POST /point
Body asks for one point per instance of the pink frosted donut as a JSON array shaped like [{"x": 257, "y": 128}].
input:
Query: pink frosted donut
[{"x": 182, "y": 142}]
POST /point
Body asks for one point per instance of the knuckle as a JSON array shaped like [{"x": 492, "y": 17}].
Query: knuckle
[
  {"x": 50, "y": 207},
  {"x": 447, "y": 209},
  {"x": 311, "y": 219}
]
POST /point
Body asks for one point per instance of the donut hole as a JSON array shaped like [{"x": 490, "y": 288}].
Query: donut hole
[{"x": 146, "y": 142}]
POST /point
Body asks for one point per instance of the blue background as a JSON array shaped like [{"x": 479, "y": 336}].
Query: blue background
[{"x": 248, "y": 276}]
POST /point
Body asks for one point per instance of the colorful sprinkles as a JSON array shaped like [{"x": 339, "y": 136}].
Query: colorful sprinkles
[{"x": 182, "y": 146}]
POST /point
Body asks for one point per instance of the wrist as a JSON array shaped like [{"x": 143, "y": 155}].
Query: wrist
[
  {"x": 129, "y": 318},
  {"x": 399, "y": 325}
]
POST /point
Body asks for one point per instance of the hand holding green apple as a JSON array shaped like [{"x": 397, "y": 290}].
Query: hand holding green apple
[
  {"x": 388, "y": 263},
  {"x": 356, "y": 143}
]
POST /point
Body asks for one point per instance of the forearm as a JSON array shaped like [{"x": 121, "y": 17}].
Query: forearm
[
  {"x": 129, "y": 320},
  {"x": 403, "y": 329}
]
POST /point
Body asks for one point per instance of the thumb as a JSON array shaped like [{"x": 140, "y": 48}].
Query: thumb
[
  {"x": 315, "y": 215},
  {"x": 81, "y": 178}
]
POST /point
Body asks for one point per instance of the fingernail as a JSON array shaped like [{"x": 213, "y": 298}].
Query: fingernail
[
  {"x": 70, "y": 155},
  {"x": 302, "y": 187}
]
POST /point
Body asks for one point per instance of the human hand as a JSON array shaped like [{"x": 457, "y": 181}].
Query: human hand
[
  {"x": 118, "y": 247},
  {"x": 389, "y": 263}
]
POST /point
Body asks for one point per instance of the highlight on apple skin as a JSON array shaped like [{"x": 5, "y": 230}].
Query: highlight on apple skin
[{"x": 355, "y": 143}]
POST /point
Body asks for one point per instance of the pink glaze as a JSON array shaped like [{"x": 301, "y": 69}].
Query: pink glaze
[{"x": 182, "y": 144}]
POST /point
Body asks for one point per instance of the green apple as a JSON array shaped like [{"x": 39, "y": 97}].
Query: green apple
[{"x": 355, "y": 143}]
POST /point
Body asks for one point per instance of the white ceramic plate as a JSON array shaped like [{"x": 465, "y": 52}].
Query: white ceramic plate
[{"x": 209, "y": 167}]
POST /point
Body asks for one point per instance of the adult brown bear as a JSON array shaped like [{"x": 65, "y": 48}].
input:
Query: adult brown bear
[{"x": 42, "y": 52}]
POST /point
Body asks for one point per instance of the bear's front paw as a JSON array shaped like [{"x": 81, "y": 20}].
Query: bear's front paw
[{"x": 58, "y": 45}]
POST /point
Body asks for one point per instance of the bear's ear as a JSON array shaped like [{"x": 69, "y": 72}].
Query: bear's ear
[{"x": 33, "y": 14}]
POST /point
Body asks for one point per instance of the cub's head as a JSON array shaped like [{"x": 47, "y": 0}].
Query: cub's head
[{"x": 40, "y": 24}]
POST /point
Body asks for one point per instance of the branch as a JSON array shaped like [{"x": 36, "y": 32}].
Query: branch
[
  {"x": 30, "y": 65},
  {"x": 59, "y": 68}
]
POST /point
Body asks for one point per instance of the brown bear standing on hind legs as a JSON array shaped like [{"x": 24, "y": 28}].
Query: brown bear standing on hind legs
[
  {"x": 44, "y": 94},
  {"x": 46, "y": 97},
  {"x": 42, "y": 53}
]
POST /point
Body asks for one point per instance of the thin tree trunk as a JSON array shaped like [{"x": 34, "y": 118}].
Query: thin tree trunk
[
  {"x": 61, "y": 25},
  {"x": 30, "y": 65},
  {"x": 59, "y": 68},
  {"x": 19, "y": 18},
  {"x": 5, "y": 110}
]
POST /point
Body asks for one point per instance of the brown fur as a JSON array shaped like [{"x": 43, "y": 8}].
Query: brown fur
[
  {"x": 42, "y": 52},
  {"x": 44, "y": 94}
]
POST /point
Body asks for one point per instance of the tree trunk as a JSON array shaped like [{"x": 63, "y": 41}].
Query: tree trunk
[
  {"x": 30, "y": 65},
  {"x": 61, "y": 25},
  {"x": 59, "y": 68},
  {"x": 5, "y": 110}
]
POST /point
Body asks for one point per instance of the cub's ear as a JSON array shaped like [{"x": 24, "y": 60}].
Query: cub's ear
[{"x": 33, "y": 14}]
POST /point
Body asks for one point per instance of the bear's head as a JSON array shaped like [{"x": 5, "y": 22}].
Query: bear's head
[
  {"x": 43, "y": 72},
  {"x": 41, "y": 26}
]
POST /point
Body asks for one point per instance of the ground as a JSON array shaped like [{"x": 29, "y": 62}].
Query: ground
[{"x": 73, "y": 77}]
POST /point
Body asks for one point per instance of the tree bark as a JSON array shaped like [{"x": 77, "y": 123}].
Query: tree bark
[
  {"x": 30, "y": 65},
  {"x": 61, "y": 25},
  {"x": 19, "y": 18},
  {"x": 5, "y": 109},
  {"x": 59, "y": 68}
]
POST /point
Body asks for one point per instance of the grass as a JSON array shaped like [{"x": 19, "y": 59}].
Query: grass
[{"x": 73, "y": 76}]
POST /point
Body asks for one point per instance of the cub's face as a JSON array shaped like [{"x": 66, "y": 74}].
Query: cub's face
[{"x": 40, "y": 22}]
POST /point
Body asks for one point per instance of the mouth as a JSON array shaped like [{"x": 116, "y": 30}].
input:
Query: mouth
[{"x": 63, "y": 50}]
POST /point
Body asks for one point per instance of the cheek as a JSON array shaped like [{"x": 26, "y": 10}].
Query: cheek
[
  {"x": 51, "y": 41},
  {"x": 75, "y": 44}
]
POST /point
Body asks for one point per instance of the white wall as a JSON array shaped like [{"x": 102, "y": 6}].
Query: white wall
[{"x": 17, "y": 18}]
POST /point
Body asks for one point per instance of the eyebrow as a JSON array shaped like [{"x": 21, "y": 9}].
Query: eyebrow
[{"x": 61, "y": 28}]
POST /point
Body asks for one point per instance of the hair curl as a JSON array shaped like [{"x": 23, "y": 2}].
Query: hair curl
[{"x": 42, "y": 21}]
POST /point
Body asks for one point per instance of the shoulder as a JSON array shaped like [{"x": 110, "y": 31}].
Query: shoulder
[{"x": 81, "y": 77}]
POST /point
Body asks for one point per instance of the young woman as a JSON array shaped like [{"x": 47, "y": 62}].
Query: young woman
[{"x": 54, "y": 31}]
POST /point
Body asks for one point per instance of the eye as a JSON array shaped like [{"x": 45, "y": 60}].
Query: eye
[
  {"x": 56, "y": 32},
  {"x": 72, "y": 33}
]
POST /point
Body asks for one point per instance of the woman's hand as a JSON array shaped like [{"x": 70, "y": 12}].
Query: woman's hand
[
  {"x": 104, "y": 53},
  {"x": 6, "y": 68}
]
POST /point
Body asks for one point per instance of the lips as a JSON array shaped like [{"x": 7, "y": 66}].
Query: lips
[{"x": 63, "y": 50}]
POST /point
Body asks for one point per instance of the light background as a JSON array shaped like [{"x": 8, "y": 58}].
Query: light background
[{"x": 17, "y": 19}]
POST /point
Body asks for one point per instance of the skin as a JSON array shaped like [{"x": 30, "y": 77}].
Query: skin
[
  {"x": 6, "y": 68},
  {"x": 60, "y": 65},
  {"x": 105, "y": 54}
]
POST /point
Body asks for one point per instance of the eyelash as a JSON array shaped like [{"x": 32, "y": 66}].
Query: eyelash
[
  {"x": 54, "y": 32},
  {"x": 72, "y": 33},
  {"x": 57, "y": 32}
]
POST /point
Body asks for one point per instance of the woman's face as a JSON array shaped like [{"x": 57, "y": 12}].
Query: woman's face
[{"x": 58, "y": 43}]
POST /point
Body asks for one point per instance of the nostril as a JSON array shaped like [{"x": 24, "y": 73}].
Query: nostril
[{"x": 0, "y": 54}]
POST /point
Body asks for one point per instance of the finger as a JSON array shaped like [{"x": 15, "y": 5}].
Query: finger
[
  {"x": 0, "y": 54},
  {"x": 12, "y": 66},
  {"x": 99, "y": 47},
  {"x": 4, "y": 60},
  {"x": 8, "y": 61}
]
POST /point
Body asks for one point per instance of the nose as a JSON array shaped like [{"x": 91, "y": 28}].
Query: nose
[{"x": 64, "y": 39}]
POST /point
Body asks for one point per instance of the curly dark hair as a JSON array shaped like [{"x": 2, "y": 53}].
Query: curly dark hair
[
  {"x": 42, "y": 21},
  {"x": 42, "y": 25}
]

Directions for this task: All that belongs in your answer is the stretch of entries above from the line with "Query: white ceramic plate" through the line with "Body asks for one point per instance of the cub's head", printed exactly.

Exercise output:
Query: white ceramic plate
[{"x": 209, "y": 167}]
POST /point
Body asks for one point per instance of the adult brown bear as a JSON array shaped like [{"x": 65, "y": 48}].
input:
Query: adult brown bear
[{"x": 42, "y": 52}]
POST /point
Body asks for one point per instance of the bear's front paw as a JSON array shaped like [{"x": 81, "y": 20}].
Query: bear's front paw
[{"x": 58, "y": 45}]
POST /point
Body asks for one point per instance of the bear's ear as a JSON array shaped like [{"x": 69, "y": 72}].
Query: bear's ear
[{"x": 33, "y": 14}]
POST /point
Body asks for one point per instance of the cub's head as a JSON array shaped like [{"x": 47, "y": 0}].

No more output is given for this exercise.